■ **Document extract**
################

Lord Sharkey
Main Page: Lord Sharkey (Liberal Democrat - Life peer)(2 years, 5 months ago)
Lords ChamberMy Lords, I will speak briefly to all the amendments in the group. They are in my name and variously in the names of the noble Lord, Lord Vaux, and my noble friend Lady Kramer. I am very grateful for their support.
Amendment 28 would remove from Clause 2 the two Henry VIII subsections, subsections (6) and (7). These subsections allow subsections (4) and (5) to be amended without constraint and without meaningful parliamentary scrutiny.
Subsections (4) and (5) are at the heart of the Bill. The first sets out what the bank’s activities are to be; the second sets a non-exhaustive list of infrastructure for the purposes of the Bill. It is entirely proper that these two elements should be in the Bill. Taken together with the bank’s objectives, they set out government policy. Parliament is invited to debate and scrutinise these elements to consider modifying or otherwise amending them, which is what we are in the process of doing now. But we might be wasting our time: no matter what we say, resolve, add, subtract or amend, the Government can override all of it by using the Henry VIII powers in subsections (6) and (7).
The Government can change any the activities in any way and at any time they choose. They can change the meaning of “infrastructure” in any way and at any time they choose. They can do all this without meaningful parliamentary scrutiny. The suggested use of the affirmative procedure is emphatically not meaningful parliamentary scrutiny, and it is self-serving and disingenuous of the Government to pretend it is. Parliament almost never votes down affirmative SIs; it has done so four times in the last 50 years. It obviously cannot amend them. The plain fact is that the policy or policies embodied in the Bill can be changed by the two Henry VIII powers without constraint and without scrutiny by Parliament.
The Treasury’s delegated powers memorandum offers a kind of explanation for the inclusion of these powers, as it is obliged to do. The lead justification is:
“These powers will allow for the possibility that a future government may wish to change the emphasis of the Bank’s activities for policy reasons and may desire to alter the definitions to support this change”,
which is an unprecedentedly generous legislative text. The final justification for the inclusion of the powers is that it is “considered appropriate”—we heard “appropriate” used earlier in the debate—
“for the powers to take this form, as their whole purpose is to enable change to be made to the relevant aspects of the primary legislation for future policy reasons”.

################

Object location annotation data:
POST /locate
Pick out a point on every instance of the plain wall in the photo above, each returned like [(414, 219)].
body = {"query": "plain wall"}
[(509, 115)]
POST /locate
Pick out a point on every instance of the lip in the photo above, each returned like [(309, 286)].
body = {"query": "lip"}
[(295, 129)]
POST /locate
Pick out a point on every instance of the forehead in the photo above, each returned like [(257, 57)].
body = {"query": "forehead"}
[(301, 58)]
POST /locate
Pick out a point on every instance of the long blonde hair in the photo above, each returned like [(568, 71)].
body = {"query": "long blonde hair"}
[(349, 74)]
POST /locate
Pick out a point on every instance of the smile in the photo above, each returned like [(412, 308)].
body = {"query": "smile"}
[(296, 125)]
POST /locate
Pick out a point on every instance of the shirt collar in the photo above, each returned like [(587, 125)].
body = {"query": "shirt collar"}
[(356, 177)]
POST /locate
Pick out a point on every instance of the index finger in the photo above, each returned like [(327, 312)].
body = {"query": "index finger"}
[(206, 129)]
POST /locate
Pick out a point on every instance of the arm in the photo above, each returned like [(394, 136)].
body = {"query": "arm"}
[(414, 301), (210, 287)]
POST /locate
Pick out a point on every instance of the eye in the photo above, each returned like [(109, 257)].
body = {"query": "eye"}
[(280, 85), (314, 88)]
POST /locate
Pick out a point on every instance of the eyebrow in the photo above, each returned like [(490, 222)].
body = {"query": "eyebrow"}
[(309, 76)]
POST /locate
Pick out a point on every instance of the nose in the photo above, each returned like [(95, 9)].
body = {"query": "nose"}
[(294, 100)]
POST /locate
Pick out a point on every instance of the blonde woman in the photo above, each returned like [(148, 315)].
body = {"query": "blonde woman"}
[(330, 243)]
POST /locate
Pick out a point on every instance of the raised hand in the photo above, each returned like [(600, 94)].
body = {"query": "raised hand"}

################

■ **Exercise instructions**
**A.** Answer these questions about the Lords speech:
(i) Which subsections would Amendment 28 remove from Clause 2?
(ii) How many times in the last 50 years has Parliament voted down affirmative SIs?
(iii) Whose delegated powers memorandum does the speaker quote?
**B.** Extend the Lords speech with the passage that comes next after its final sentence.
The data have no connection to the Lords speech.

■ **Responses**
**A.**
(i) Subsections (6) and (7)
(ii) Four times
(iii) The Treasury's

**B.**
That is exactly why these powers should not be in the Bill. Once again, they attempt to give the Executive power to make policy before they have decided what that policy is.
The memorandum makes it explicit that unspecified, unscrutinised and unscrutinisable changes to critical areas of policy can be made by the Executive. What is the point of discussing the bank’s activities and infrastructure if these can be changed without constraint and without any meaningful parliamentary scrutiny?
In three reports of the 2017-19 Session, the DPRRC considered the test of “appropriateness” for the use of Henry VIII powers. As I just said, the notion of “appropriateness” is the final justification given by the Treasury for the use of these powers. The Hansard Society, which I had the privilege of chairing for some years, summarised the relevant findings of the three DPRRC reports in its April 2022 Compendium of Legislative Standards for Delegating Powers in Primary Legislation. In paragraph 3.11 on page 18, it notes:
“Loosely drawn powers based on the subjective judgement of Ministers, such as the ‘appropriateness’ test, should be circumscribed in favour of a test based on ‘necessity’.”
There is no necessity here and the Government have advanced none.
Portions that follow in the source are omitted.